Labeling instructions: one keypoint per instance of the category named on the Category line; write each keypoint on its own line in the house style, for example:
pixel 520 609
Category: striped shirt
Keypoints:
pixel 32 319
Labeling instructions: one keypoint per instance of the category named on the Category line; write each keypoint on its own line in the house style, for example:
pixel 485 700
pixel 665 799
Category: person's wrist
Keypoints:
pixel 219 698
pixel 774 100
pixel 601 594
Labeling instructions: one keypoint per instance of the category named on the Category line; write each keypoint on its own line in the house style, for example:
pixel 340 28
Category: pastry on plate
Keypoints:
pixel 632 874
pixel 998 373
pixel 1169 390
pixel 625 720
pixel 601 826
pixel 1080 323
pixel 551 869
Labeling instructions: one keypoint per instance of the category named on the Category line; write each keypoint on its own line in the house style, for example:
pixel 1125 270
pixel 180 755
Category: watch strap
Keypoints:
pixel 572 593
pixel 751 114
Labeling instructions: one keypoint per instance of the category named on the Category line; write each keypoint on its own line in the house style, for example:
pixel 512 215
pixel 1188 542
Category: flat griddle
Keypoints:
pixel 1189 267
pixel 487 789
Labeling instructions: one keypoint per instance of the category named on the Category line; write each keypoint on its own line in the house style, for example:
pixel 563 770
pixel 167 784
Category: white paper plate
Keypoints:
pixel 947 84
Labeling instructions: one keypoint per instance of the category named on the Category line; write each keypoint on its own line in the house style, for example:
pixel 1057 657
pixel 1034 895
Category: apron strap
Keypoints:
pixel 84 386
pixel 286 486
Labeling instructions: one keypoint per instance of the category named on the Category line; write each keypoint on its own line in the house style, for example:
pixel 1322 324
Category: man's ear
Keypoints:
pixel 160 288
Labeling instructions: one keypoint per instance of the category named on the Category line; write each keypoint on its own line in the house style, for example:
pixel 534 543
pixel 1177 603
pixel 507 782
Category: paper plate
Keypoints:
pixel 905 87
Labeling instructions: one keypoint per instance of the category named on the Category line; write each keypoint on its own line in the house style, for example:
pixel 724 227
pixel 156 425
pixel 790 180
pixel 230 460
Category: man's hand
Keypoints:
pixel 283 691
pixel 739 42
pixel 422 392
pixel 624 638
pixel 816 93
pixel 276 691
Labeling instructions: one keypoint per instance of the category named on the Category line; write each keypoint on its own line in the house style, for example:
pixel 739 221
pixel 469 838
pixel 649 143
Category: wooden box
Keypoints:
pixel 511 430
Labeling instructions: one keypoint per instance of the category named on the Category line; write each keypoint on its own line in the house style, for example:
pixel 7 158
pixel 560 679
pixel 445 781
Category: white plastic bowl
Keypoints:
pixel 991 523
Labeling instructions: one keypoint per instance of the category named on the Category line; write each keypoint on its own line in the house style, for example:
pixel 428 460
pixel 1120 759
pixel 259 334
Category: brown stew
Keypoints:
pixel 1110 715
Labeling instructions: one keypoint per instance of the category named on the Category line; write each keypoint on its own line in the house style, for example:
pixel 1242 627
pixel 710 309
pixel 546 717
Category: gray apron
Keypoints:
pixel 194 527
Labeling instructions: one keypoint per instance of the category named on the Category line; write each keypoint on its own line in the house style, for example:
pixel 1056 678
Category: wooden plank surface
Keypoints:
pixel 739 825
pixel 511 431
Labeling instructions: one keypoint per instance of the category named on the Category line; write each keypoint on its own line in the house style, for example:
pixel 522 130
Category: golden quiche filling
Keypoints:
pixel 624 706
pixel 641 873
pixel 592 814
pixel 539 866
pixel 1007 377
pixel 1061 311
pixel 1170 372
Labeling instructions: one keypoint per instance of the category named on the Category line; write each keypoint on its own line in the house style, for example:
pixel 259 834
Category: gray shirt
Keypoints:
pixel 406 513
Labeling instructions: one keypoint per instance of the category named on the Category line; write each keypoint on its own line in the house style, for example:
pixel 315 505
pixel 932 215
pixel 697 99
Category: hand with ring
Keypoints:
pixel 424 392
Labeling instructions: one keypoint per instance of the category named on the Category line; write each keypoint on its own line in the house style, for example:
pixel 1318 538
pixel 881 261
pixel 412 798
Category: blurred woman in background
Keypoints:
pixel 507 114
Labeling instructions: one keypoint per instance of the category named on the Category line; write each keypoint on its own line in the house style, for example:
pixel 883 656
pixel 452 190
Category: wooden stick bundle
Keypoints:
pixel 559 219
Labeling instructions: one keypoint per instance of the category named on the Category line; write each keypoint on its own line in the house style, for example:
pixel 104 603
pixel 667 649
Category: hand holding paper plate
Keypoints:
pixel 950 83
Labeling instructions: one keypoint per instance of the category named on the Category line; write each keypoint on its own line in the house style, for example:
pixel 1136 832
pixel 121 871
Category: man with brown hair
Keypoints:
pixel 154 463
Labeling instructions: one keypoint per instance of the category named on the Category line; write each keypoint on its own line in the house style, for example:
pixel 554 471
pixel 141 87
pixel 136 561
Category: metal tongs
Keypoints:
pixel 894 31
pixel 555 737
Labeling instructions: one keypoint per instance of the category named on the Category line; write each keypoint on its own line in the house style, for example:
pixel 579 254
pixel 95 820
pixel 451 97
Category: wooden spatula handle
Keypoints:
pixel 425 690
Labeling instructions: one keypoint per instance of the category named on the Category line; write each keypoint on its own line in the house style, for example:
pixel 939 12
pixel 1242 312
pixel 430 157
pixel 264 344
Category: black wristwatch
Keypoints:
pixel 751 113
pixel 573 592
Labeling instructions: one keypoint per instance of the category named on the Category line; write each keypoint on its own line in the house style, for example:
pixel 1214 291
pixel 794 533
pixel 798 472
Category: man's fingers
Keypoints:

WORK REQUIRED:
Repeat the data above line for line, with no changes to any wording, number, or order.

SOLUTION TO THIS EXERCISE:
Labeling instructions: one keypoint per instance of the category named on the Category line; write each keypoint on its own line in the house style, for example:
pixel 520 609
Category: striped shirt
Keypoints:
pixel 32 319
Labeling instructions: one keypoint per instance of the category named on the Category line; write each keypoint on its own line in the house style, for example:
pixel 485 700
pixel 665 799
Category: person's wrist
Keypoints:
pixel 219 698
pixel 774 100
pixel 601 594
Labeling instructions: one keypoint per instance of the category named on the Category line; write each keypoint on its own line in the house style, for example:
pixel 340 28
Category: pastry on plate
Keypoints:
pixel 632 874
pixel 998 373
pixel 1169 390
pixel 625 720
pixel 601 826
pixel 1080 323
pixel 551 869
Labeling instructions: one keypoint per instance of the category named on the Category line; write each keypoint on its own line in the house style, for example:
pixel 1125 270
pixel 180 755
Category: watch strap
Keypoints:
pixel 572 593
pixel 751 114
Labeling instructions: one keypoint per instance of the category named on the Category line; write each keypoint on its own line in the house style, for example:
pixel 512 215
pixel 1188 542
Category: flat griddle
Keypoints:
pixel 1189 267
pixel 487 789
Labeling instructions: one keypoint per instance of the category named on the Category line; write each keypoint on its own line in the house style, for example:
pixel 563 770
pixel 167 784
Category: white paper plate
Keypoints:
pixel 947 84
Labeling instructions: one keypoint per instance of the category named on the Category line; write each keypoint on its own line in the house style, for example:
pixel 1057 657
pixel 1034 895
Category: apron strap
Keypoints:
pixel 84 386
pixel 286 486
Labeling instructions: one keypoint per instance of the category named on the Category line; write each keypoint on its own line in the house style, for example:
pixel 1322 324
Category: man's ear
Keypoints:
pixel 160 288
Labeling instructions: one keypoint per instance of the category named on the Category line; write each keypoint on its own line in the house style, for example:
pixel 534 543
pixel 1177 603
pixel 507 782
Category: paper plate
Keypoints:
pixel 905 87
Labeling instructions: one keypoint per instance of the category named on the Category line; write each keypoint on its own line in the house style, for example:
pixel 724 227
pixel 156 425
pixel 790 180
pixel 230 460
Category: man's hand
Keypoints:
pixel 283 691
pixel 739 42
pixel 422 392
pixel 624 638
pixel 816 93
pixel 276 691
Labeling instructions: one keypoint per instance of the category named on the Category line; write each keypoint on its own line in the house style, for example:
pixel 739 221
pixel 469 838
pixel 649 143
Category: wooden box
Keypoints:
pixel 511 430
Labeling instructions: one keypoint per instance of the category named on the Category line; write each keypoint on its own line in the house style, for example:
pixel 7 158
pixel 560 679
pixel 445 781
Category: white plastic bowl
Keypoints:
pixel 991 523
Labeling instructions: one keypoint per instance of the category named on the Category line; write each keypoint on its own line in the house style, for example:
pixel 428 460
pixel 1120 759
pixel 259 334
Category: brown stew
Keypoints:
pixel 1110 715
Labeling instructions: one keypoint per instance of the category named on the Category line; write each keypoint on its own line in the house style, for example:
pixel 1242 627
pixel 710 309
pixel 546 717
Category: gray apron
Keypoints:
pixel 194 527
Labeling instructions: one keypoint per instance of the category named on the Category line; write each keypoint on its own line in the house style, for example:
pixel 1056 678
Category: wooden plank surface
Keypoints:
pixel 739 825
pixel 511 431
Labeling instructions: one keypoint per instance of the category named on the Category line; write each keypoint on its own line in the house style, for example:
pixel 522 130
Category: golden quiche filling
Keypoints:
pixel 624 706
pixel 641 873
pixel 592 814
pixel 539 866
pixel 1007 377
pixel 1061 311
pixel 1170 372
Labeling instructions: one keypoint per instance of the category named on the Category line; write each keypoint on its own line in the house style, for example:
pixel 259 834
Category: gray shirt
Keypoints:
pixel 406 513
Labeling instructions: one keypoint per instance of the category named on the Category line; write each keypoint on its own line in the house style, for example:
pixel 315 505
pixel 932 215
pixel 697 99
Category: hand with ring
Keypoints:
pixel 424 392
Labeling instructions: one keypoint per instance of the category named on the Category line; write each keypoint on its own line in the house style, for example:
pixel 1318 538
pixel 881 261
pixel 412 798
Category: blurred woman in background
Keypoints:
pixel 507 114
Labeling instructions: one keypoint per instance of the category named on the Category line; write each keypoint on its own line in the house style, for example:
pixel 883 656
pixel 452 190
Category: wooden stick bundle
Keypoints:
pixel 559 219
Labeling instructions: one keypoint per instance of the category named on the Category line; write each keypoint on its own line in the house style, for example:
pixel 104 603
pixel 667 649
Category: hand holding paper plate
Keypoints:
pixel 950 83
Labeling instructions: one keypoint per instance of the category named on the Category line; write each keypoint on its own line in the house style, for example:
pixel 1136 832
pixel 121 871
Category: man with brown hair
Keypoints:
pixel 154 463
Labeling instructions: one keypoint per instance of the category named on the Category line; write each keypoint on its own line in the house style, for example:
pixel 554 471
pixel 141 87
pixel 136 561
Category: metal tongs
Keypoints:
pixel 894 31
pixel 555 737
Labeling instructions: one keypoint per instance of the category named on the Category line; write each keypoint on its own line in the house style, for example:
pixel 579 254
pixel 95 820
pixel 451 97
Category: wooden spatula handle
Keypoints:
pixel 425 690
Labeling instructions: one keypoint per instance of the category named on the Category line; write each keypoint on its own line in the house style, for example:
pixel 939 12
pixel 1242 312
pixel 430 157
pixel 264 344
Category: black wristwatch
Keypoints:
pixel 751 113
pixel 573 592
Labeling instructions: one keypoint per instance of the category named on the Category line; write each keypoint on its own line in the house style, for example:
pixel 1214 291
pixel 794 533
pixel 798 472
Category: man's fingers
Keypoints:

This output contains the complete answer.